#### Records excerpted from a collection

>>>>

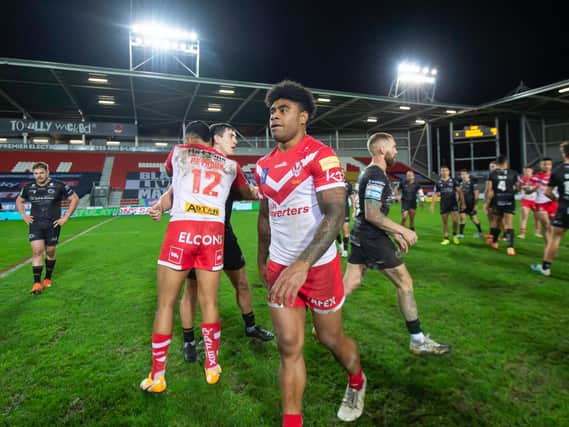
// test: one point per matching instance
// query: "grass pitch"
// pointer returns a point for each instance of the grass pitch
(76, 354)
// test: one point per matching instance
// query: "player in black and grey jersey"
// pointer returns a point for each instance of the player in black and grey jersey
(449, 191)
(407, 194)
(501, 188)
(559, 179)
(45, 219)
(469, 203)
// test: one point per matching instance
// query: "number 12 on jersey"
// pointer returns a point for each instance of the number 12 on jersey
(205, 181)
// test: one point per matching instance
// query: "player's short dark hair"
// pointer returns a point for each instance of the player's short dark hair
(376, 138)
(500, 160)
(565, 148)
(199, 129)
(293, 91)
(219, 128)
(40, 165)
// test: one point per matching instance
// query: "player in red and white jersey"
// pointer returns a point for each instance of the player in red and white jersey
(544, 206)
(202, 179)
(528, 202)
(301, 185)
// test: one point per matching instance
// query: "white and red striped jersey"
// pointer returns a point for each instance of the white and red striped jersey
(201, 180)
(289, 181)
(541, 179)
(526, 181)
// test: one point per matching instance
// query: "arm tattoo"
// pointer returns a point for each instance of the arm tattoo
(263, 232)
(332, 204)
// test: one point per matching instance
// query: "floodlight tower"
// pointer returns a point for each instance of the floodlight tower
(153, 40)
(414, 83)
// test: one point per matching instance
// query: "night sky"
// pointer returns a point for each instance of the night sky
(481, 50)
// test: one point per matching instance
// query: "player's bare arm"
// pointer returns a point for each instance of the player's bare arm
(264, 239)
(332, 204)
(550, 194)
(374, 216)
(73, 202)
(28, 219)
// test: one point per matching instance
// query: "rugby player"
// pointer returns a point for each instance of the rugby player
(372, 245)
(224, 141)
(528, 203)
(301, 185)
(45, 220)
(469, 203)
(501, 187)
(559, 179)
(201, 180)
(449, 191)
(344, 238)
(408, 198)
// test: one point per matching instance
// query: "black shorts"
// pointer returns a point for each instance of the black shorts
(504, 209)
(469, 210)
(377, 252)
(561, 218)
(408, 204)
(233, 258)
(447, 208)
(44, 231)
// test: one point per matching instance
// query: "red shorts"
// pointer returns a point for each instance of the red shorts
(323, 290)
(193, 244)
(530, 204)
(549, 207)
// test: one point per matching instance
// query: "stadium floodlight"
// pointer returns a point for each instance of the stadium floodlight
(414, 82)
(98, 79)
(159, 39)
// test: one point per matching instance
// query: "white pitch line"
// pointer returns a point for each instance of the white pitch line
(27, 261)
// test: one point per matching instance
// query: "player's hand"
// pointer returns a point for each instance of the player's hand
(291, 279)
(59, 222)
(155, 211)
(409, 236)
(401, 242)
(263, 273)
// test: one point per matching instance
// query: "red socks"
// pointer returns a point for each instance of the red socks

<<<<
>>>>

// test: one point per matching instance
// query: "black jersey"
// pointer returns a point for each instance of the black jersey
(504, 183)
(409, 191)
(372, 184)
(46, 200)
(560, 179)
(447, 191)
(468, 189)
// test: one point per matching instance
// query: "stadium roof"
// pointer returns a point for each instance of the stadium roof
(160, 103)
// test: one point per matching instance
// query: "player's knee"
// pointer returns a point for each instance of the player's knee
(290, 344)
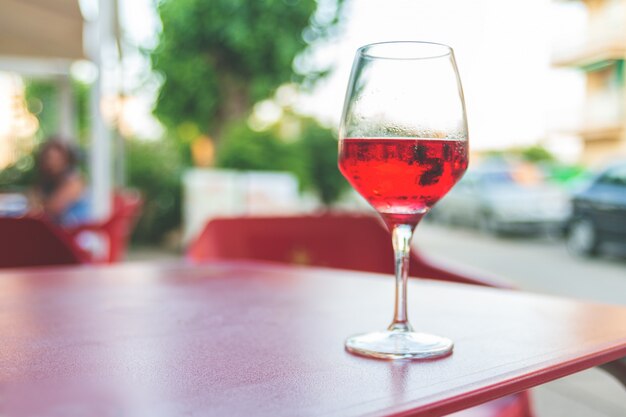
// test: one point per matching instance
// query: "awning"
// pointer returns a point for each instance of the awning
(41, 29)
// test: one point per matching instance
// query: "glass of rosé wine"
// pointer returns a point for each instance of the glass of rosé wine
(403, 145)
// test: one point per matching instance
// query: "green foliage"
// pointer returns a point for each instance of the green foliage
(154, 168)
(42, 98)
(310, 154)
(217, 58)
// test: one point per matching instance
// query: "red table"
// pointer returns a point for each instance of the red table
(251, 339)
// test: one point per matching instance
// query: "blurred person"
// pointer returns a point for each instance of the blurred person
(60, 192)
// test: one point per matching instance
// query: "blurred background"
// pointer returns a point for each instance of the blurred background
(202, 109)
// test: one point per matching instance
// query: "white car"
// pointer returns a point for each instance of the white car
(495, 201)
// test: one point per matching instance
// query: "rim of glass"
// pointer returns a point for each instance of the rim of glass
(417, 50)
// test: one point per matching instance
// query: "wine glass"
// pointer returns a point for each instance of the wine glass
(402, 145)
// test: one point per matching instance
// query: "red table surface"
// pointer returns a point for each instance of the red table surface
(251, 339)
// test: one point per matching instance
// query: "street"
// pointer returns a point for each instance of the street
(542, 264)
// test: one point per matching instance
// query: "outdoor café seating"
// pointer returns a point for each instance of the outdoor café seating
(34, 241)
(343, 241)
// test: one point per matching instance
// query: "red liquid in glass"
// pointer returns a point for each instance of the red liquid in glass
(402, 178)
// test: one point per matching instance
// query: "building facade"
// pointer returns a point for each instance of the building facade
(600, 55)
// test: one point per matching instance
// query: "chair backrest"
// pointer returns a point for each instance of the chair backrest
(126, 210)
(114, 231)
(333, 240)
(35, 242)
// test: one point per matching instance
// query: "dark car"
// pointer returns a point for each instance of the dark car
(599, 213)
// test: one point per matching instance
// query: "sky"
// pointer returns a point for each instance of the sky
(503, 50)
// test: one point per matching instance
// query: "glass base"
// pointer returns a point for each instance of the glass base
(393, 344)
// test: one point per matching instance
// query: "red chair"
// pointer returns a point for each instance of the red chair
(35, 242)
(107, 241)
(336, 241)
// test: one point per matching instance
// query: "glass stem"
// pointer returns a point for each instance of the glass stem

<<<<
>>>>

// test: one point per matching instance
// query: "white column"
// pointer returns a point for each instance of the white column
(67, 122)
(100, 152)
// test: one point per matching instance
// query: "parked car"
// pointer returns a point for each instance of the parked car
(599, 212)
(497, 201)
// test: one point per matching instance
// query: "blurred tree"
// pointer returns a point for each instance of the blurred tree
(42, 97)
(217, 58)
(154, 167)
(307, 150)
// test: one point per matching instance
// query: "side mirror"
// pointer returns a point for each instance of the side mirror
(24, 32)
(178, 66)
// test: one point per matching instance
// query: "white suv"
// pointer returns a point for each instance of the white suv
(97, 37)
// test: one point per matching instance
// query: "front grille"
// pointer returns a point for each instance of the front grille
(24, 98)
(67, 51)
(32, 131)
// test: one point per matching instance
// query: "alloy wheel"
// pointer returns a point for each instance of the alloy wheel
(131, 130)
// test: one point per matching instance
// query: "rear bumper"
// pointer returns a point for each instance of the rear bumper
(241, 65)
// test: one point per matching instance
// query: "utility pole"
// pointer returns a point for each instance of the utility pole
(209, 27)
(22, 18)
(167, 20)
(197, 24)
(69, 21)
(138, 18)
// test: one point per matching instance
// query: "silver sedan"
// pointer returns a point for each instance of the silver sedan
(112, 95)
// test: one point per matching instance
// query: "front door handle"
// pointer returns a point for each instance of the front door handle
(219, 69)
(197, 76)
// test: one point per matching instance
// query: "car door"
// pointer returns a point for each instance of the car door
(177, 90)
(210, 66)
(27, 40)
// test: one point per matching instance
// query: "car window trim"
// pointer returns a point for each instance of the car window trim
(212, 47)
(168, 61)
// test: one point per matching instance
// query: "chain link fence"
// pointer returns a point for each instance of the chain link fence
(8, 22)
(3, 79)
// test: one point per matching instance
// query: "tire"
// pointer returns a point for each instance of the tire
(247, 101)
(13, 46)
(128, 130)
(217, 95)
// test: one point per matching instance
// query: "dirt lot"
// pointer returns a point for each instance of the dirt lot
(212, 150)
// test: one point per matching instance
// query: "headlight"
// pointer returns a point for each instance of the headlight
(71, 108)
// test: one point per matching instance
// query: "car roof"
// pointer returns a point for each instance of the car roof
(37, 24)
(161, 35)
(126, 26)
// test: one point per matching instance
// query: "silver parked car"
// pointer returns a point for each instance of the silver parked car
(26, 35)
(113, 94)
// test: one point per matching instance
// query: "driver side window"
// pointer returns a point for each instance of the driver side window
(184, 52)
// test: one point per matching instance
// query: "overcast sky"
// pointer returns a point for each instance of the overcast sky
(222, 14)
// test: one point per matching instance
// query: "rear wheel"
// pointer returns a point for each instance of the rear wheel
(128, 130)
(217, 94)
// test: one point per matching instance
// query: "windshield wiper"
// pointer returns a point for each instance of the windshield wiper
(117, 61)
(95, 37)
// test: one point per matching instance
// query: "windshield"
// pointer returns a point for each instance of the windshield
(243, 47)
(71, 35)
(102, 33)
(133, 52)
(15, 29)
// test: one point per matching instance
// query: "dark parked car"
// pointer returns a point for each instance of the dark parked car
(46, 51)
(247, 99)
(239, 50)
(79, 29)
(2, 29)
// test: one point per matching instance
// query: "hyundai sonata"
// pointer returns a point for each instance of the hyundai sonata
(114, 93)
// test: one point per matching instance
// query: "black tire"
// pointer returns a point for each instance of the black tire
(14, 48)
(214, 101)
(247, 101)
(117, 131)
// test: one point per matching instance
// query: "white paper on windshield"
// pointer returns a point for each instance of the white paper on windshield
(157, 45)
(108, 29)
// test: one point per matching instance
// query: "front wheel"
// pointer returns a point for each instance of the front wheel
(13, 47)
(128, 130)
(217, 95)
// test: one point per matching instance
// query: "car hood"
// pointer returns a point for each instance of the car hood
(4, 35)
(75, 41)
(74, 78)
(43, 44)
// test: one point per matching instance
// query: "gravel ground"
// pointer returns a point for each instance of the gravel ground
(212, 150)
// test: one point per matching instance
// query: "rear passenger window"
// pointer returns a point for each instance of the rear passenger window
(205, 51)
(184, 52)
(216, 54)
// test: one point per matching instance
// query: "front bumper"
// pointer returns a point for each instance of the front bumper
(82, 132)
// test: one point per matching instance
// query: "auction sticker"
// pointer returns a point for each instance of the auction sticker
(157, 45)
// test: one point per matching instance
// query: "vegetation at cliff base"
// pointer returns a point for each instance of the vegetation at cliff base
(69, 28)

<<<<

Each line of the data that holds "socks" should be copied.

// query: "red socks"
// pointer returns a point for each instance of the red socks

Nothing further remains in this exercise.